Task goal |
Update the lines below by changing each "keypoint" to "marker" and leaving every other word as it is.

Given data |
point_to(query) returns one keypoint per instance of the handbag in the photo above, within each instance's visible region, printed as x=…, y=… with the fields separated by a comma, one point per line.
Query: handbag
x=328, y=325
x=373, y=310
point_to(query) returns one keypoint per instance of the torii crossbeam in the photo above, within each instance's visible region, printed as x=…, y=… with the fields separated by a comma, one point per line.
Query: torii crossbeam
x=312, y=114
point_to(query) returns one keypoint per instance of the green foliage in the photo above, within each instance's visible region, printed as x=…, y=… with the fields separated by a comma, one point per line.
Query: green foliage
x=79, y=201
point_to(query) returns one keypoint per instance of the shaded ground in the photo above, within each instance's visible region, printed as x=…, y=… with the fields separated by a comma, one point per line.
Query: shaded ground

Solution for this problem |
point_to(query) returns one marker per instance of the handbag in the photo above, within each instance's visible region, printed as x=…, y=… with the fields separated by a comma, one point per line.
Query: handbag
x=328, y=325
x=373, y=310
point_to(query) returns one marker per instance of the torii crossbeam in the photo above, within each instance's visible region, printed as x=…, y=… with the fields separated by a comma, one point per line.
Query: torii crossbeam
x=312, y=114
point_to(query) returns one marker per instance of the green foliage in the photo above, within each instance's visible region, printed as x=…, y=… with the fields separated by a comma, one point per line.
Query: green foliage
x=79, y=201
point_to(query) returns one marker per instance of the shaded ground in the photo above, within each instance's visible region, printed as x=…, y=… with the fields separated by a comma, one point per line.
Query: shaded ground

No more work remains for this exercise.